In 1983 Lord Electric and Peter Matthews were among those indicted by a federal grand jury in Montana. That indictment involved an alleged conspiracy to rig bids on power plant projects in the states of Washington and Indiana, one of which projects was PSI’s Marble Hill job. The case went to trial, and the defendants were acquitted.

The Kentucky indictments for bid-rigging on the Spurlock project were handed up in mid-1984, after the acquittal in the Montana case. Based on their acquittal in Montana, defendants Lord Electric and Matthews moved for dismissal, on double jeopardy grounds, of the Kentucky indictment. That motion, along with others, was referred to a magistrate. In a report that was placed under seal several weeks after its issuance, the magistrate recommended rejection of the double jeopardy argument. (The district court accepted the magistrate’s recommendation, on a basis that permitted an interlocutory appeal, and in In re: Grand, Jury Proceedings, supra, this court affirmed the denial of the defendants’ motion to dismiss the indictment on double jeopardy grounds.)

Data section →
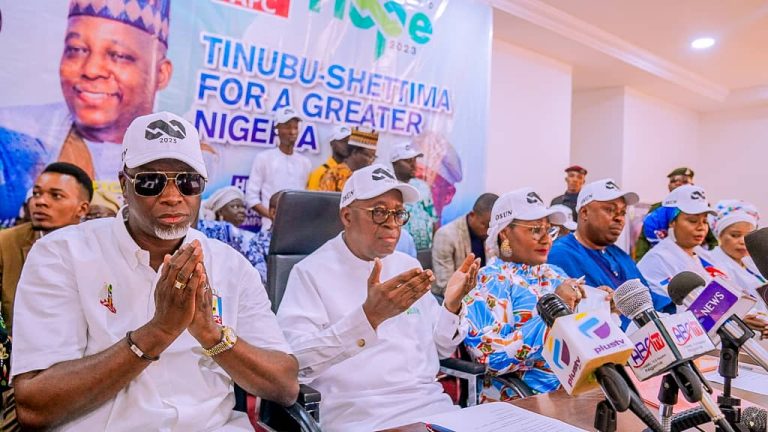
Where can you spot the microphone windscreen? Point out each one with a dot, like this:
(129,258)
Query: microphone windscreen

Written request 1 → Name every U.S. state mentioned in the bid-rigging excerpt.
Written request 2 → Condense the bid-rigging excerpt's paragraph beginning "The Kentucky indictments for bid-rigging" into a short bulleted list that keeps its main facts.
Written request 3 → According to the bid-rigging excerpt, how did the trial on the Montana indictment end?
The listing has no connection to the bid-rigging excerpt.

Final result 1 → Montana, Washington, Indiana, Kentucky

Final result 2 →
- In mid-1984, after the Montana acquittal, Kentucky indictments were handed up for bid-rigging on the Spurlock project.
- Lord Electric and Matthews moved to dismiss the Kentucky indictment on double jeopardy grounds, citing their Montana acquittal.
- The motion was referred to a magistrate, who recommended rejecting the double jeopardy argument in a report later placed under seal.
- The district court accepted that recommendation in a way that allowed an interlocutory appeal, and this court affirmed the denial of the motion.

Final result 3 → The defendants were acquitted.